> Problem to work on: For this exercise, retype each line of the material below verbatim and omit any picture.

> Records supplied:

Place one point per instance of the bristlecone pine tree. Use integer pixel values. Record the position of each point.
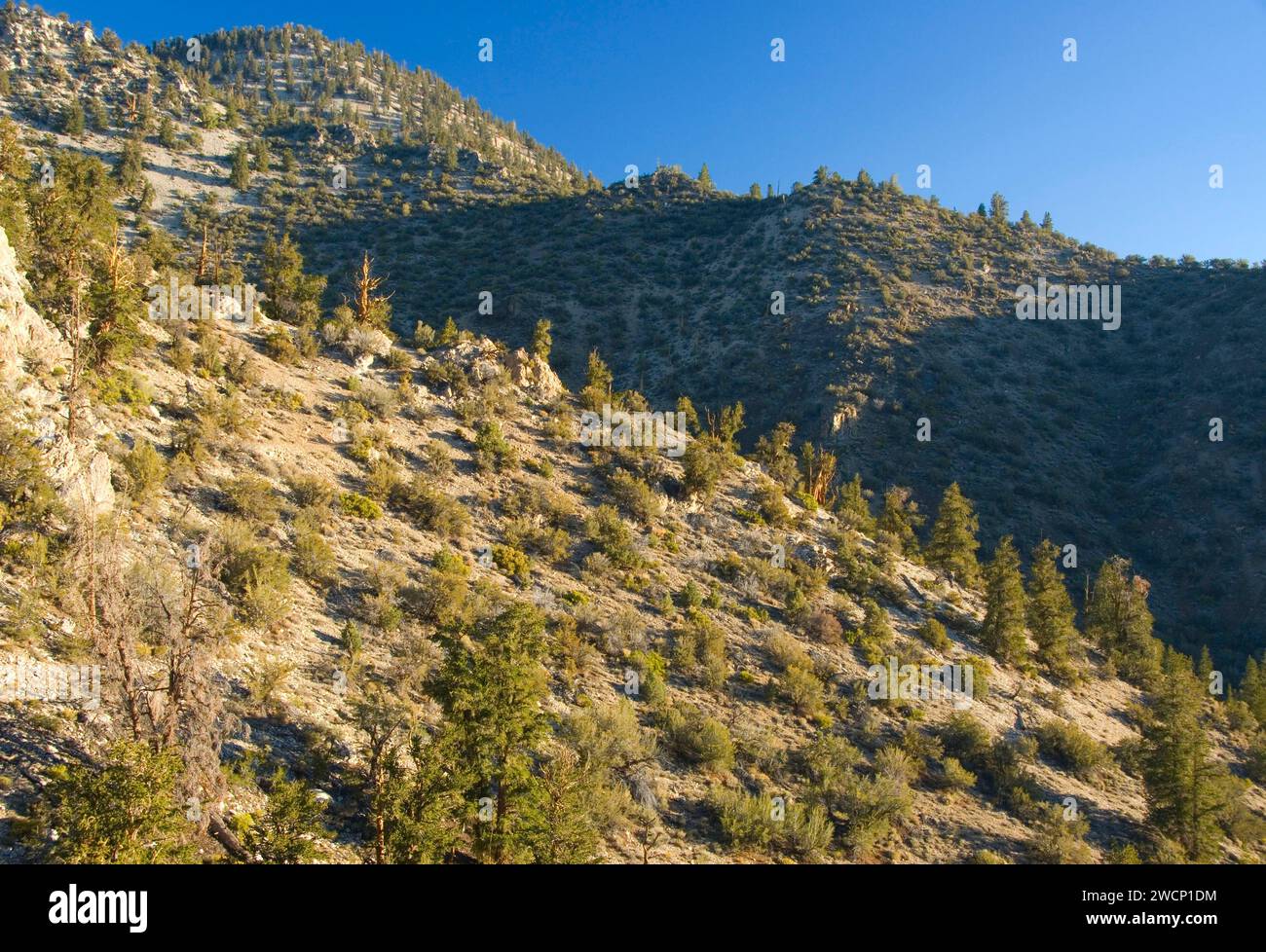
(1119, 620)
(1186, 790)
(1003, 630)
(953, 544)
(1051, 614)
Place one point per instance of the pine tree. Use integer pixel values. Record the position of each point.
(900, 518)
(853, 508)
(953, 544)
(122, 810)
(492, 690)
(1186, 791)
(290, 825)
(773, 452)
(598, 383)
(1051, 617)
(72, 121)
(372, 309)
(1003, 630)
(241, 175)
(1121, 623)
(540, 341)
(817, 471)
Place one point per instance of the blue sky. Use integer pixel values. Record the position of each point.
(1117, 146)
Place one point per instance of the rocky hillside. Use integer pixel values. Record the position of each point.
(359, 595)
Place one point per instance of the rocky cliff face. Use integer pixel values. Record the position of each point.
(28, 346)
(25, 338)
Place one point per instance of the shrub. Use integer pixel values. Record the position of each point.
(768, 502)
(613, 538)
(252, 497)
(636, 497)
(1254, 759)
(26, 494)
(290, 826)
(256, 573)
(1072, 749)
(935, 635)
(312, 490)
(279, 346)
(431, 509)
(361, 506)
(315, 559)
(699, 647)
(822, 626)
(699, 738)
(493, 452)
(515, 564)
(804, 690)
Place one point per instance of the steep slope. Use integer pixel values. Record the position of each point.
(895, 309)
(353, 518)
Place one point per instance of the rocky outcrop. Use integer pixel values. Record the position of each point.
(77, 468)
(24, 336)
(535, 375)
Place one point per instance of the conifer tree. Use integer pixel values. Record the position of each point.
(492, 690)
(1121, 623)
(1003, 630)
(773, 452)
(853, 508)
(1186, 791)
(953, 544)
(1051, 617)
(240, 177)
(900, 518)
(540, 341)
(598, 383)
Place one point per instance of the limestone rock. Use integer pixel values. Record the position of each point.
(535, 375)
(24, 336)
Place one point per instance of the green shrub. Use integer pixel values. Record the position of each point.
(312, 490)
(1072, 749)
(699, 738)
(252, 497)
(256, 573)
(359, 506)
(935, 635)
(146, 470)
(515, 564)
(431, 509)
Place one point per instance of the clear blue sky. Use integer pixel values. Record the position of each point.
(1115, 146)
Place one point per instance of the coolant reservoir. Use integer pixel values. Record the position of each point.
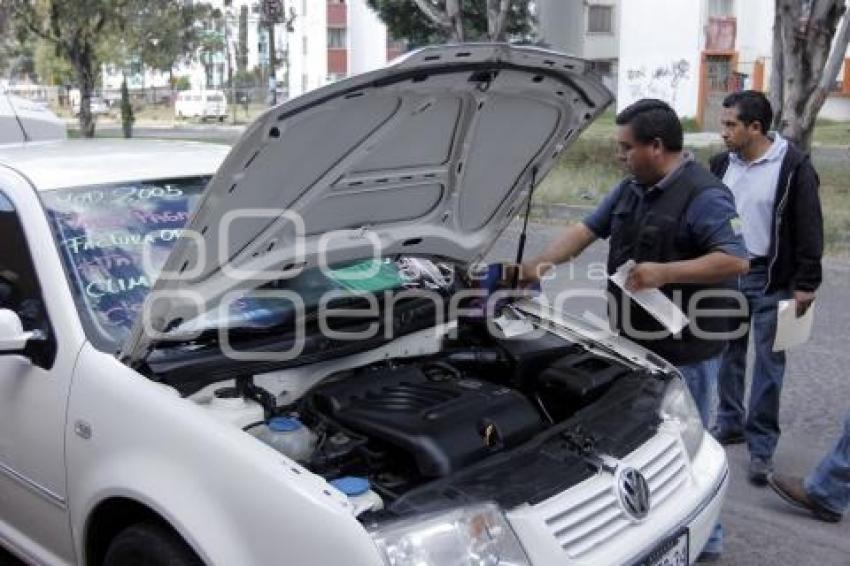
(359, 494)
(228, 405)
(289, 437)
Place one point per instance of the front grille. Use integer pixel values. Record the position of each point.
(589, 515)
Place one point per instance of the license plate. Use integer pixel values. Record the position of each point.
(671, 552)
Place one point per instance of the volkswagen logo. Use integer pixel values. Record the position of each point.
(634, 493)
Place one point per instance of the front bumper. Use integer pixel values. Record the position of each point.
(586, 524)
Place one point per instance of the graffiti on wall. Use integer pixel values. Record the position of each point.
(659, 82)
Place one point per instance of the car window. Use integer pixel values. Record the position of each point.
(101, 232)
(19, 287)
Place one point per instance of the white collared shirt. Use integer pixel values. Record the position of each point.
(754, 187)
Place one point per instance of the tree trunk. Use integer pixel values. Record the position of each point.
(455, 15)
(777, 74)
(127, 118)
(808, 64)
(497, 19)
(81, 59)
(450, 20)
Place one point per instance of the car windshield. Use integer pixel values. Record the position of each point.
(102, 233)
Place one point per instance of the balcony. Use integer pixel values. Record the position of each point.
(337, 16)
(720, 34)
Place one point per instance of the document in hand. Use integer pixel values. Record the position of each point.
(792, 330)
(653, 301)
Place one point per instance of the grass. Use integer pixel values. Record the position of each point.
(828, 132)
(589, 169)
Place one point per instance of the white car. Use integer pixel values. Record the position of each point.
(97, 106)
(173, 389)
(201, 104)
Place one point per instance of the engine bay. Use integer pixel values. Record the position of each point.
(426, 430)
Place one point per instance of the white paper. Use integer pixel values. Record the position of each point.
(653, 301)
(790, 330)
(511, 327)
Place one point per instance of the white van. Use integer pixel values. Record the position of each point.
(201, 104)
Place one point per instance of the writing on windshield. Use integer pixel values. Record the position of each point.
(102, 232)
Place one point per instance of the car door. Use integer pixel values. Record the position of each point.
(34, 385)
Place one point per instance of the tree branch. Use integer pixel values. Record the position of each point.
(830, 71)
(497, 18)
(434, 14)
(777, 72)
(455, 16)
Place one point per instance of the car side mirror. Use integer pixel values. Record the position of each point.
(13, 338)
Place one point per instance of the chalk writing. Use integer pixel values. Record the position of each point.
(661, 82)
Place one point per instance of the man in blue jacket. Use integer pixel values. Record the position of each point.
(776, 195)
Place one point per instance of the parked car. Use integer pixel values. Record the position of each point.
(97, 105)
(185, 379)
(201, 104)
(22, 120)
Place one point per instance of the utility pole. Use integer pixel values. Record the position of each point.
(272, 14)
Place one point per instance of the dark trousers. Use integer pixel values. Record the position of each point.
(760, 421)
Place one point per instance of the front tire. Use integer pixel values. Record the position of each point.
(146, 544)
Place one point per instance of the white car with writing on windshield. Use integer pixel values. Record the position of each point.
(287, 352)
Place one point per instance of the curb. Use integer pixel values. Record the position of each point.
(560, 211)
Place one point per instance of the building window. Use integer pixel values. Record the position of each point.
(336, 38)
(720, 8)
(600, 19)
(603, 68)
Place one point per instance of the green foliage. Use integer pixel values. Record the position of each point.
(405, 20)
(50, 68)
(181, 82)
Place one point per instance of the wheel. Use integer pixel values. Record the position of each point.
(146, 544)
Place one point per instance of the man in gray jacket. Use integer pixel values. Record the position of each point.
(776, 195)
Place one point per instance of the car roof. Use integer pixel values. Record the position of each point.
(83, 163)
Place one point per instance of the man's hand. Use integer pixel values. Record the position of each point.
(530, 273)
(647, 275)
(804, 300)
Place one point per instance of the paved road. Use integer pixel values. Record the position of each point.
(761, 529)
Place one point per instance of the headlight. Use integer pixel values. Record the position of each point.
(478, 535)
(678, 406)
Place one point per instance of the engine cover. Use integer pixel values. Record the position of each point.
(444, 421)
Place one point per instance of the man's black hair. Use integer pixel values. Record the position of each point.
(652, 119)
(753, 106)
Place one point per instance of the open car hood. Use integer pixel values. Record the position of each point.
(434, 154)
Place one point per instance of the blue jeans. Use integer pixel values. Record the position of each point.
(701, 379)
(760, 423)
(829, 483)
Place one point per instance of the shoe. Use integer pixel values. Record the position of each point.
(758, 470)
(727, 437)
(707, 556)
(791, 490)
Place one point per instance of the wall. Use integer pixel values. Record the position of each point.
(562, 24)
(367, 39)
(308, 69)
(602, 45)
(660, 44)
(755, 36)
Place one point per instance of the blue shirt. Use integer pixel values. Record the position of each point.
(754, 187)
(711, 220)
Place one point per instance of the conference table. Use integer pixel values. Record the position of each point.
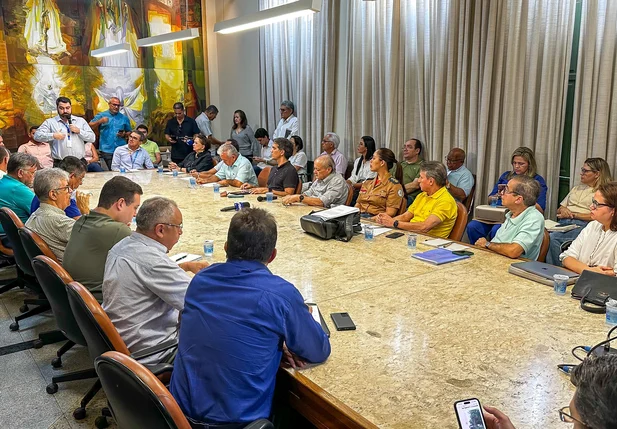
(426, 335)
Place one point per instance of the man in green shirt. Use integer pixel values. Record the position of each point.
(149, 146)
(97, 232)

> Problem solution:
Place one point per instance of the bristlecone pine tree. Use integer pixel values. Record the position of each point.
(1119, 620)
(1186, 790)
(1003, 630)
(953, 544)
(1051, 614)
Place one point per instance of the pine tree. Use integer pixel values. Record the position of each point.
(900, 518)
(853, 508)
(953, 544)
(122, 810)
(492, 690)
(1186, 791)
(290, 825)
(773, 452)
(598, 383)
(1051, 617)
(72, 121)
(372, 309)
(1003, 630)
(241, 175)
(1121, 623)
(540, 341)
(817, 471)
Place one point per instance of the blue sky. Use integer pixel values. Record the position of each point.
(1117, 146)
Place one point per instance of the rocky hillside. Use integer pixel values. Record the position of each point.
(359, 595)
Place one point per instance of the rocky cliff face. Use integer pixel values. Record the position of each point.
(28, 346)
(25, 338)
Place one point per instance of the shrub. Use integer pixel values. Record the position of each point.
(768, 502)
(613, 538)
(252, 497)
(636, 497)
(1254, 759)
(26, 494)
(290, 826)
(256, 573)
(1072, 749)
(935, 635)
(312, 490)
(279, 346)
(431, 509)
(361, 506)
(315, 559)
(699, 647)
(822, 626)
(699, 738)
(493, 452)
(515, 564)
(804, 690)
Place one point per instance of the steep slope. Use integer pixel values. Record the position of each point.
(895, 309)
(353, 518)
Place one point per instance of the rocky outcrop. Use integer pixel values. Record the position of each point.
(77, 468)
(24, 336)
(535, 375)
Place one point per instance of the conifer tree. Use integer pixel values. Record the position of each point.
(492, 690)
(1121, 623)
(1003, 630)
(773, 452)
(853, 508)
(1186, 791)
(953, 544)
(1051, 617)
(240, 177)
(900, 518)
(540, 341)
(598, 383)
Place one point per instance of the limestone rock. Use integer pixel values. Record the position of each point.
(535, 375)
(24, 336)
Place one point per instance of the green shrub. Use integer pixel values. Record the position of each point.
(312, 490)
(1072, 749)
(699, 738)
(252, 497)
(256, 573)
(359, 506)
(935, 635)
(146, 470)
(515, 564)
(431, 509)
Place one point per instance of the clear blue sky. Use integer pixel values. Record the position of each point.
(1115, 146)
Place one point per instance of the coolant reservoir. Use integer pixel values. Record the position of each point.
(359, 494)
(228, 405)
(289, 437)
Place one point per instance of the front grille. Use integer pixel values. Record the position of each point.
(589, 515)
Place one point per instance of the license plate. Use integer pixel values. Record the position of each point.
(671, 552)
Place one point per instance of the volkswagen logo. Use integer pixel values. Record the position of each point.
(634, 493)
Place one point per instance of the front bumper. Use integer pixel values. Record the position of each point.
(586, 524)
Place one point per instance of the graffiti on wall. Use integer pixel values. Record the position of each point.
(659, 82)
Place one point per instance of the car window. Use integer pixel values. Record the position of each point.
(101, 232)
(19, 287)
Place one point per instance of the white collared shirt. Use integer pixel values. Record the position of each point.
(754, 187)
Place one point per instance of the tree trunk. Use integer pixel values. Record the position of each point.
(455, 15)
(777, 74)
(127, 118)
(808, 64)
(497, 19)
(81, 59)
(450, 20)
Place one point per instance of the car windshield. Use integer pixel values. Record the position of each point.
(102, 233)
Place one point per instance of the balcony. Use integer pixel values. Record the position of each point.
(337, 16)
(720, 34)
Place one point per instance of the document in hand. Use integer pixel values. Record the position of each point.
(792, 330)
(653, 301)
Place one point per instance of the grass. Use integer pixel values. Record the position of each point.
(828, 132)
(589, 169)
Place one point per instance of the white car. Use integer pixel values. Record the position of each point.
(97, 106)
(173, 389)
(201, 104)
Place one point per instance of the engine bay. Use integer pixel values. Record the position of each point.
(426, 430)
Place one point per instance of the white paper. Use integer pixel values. Record the position of each point.
(653, 301)
(790, 330)
(511, 327)
Place one point per instance of the white van. Use integer pixel values. Record the position of each point.
(201, 104)
Place one point per instance of the writing on windshield. Use integer pixel values. Record the position of each point.
(102, 232)
Place one point per instance of the car door. Use integer pixel values. Record the position of each point.
(34, 385)
Place one point per instance of the tree branch. Use integer pixel values. Record the position of each point.
(830, 71)
(497, 18)
(434, 14)
(777, 72)
(455, 16)
Place one point per instance of the car side mirror. Use integer pixel values. Record the position of each point.
(13, 338)
Place one point per instance of the chalk writing. Use integer pixel values. Record the position of each point.
(661, 82)
Place one point per instance of the man in blue jacket. Use integer pixel values. Record the position of each point.
(776, 195)
Place one point per instance of the parked car. Use integer pixel values. Record the position of each point.
(97, 105)
(185, 379)
(201, 104)
(22, 120)
Place one point per instance of the utility pole. Use integer pixel values. Record the position of each point.
(272, 14)
Place one point per instance of the dark trousers. Use integer pixel values. Record the position of each point.
(760, 421)
Place one point per instance of the front tire. Use integer pixel values. Record the position of each point.
(146, 544)
Place one point per instance of the white car with writing on windshield. Use integer pixel values. Record the position of each point.
(287, 352)
Place one point per instance of the curb. Use integer pixel values. Record the position of each point.
(560, 211)
Place one point per instance of the building window. Use integer pixel values. Record the position of each point.
(336, 38)
(720, 8)
(600, 19)
(603, 68)
Place one point per instance of the green foliage. Use integer pixel values. Record the position of each point.
(405, 20)
(50, 68)
(181, 82)
Place one point per instance of the wheel. Use integer pixel values. Record the position of each point.
(146, 544)
Place one point per instance of the man in gray jacket. Use integer pixel values. Record the position of each point.
(776, 195)
Place one point per instance of the car roof. Use integer pixel values. Record the position of each point.
(83, 163)
Place one point per instance of the man's hand. Use integer pixel values. Record the position of each point.
(530, 273)
(647, 275)
(804, 300)
Place one point per instance of the paved road. Use integer pixel values. Record the position of each point.
(761, 529)
Place one point per instance of the headlight. Use integer pixel values. Record the position of each point.
(478, 535)
(678, 406)
Place one point per instance of the engine cover. Use integer pixel values. Record the position of each point.
(444, 421)
Place one point per instance of the man's black hair. Use integer pixel values. Record the position of each point.
(652, 119)
(753, 106)
Place one point per instance of the open car hood. Use integer pixel values. Record the position of each point.
(434, 154)
Place one point per instance of the blue jeans. Use integer pixel values. Record the position of each point.
(701, 379)
(760, 423)
(829, 483)
Place one point per instance of the shoe. Use integer pixel values. Record the position of each point.
(758, 470)
(727, 437)
(707, 556)
(791, 490)
Place one point per instance of the wall. Use integer pixel values. Record the position of each point.
(562, 24)
(367, 39)
(308, 69)
(602, 45)
(660, 44)
(755, 36)
Place one point per instance of the blue shirt. Use integer pixel values. Record the position of each point.
(754, 187)
(711, 220)
Place one point per instance of the conference table. Use integer pixel values. Record the position of each point.
(426, 335)
Place one point per instance of the man in green shirt. Use integer pixel values. Record the position of each point.
(149, 146)
(97, 232)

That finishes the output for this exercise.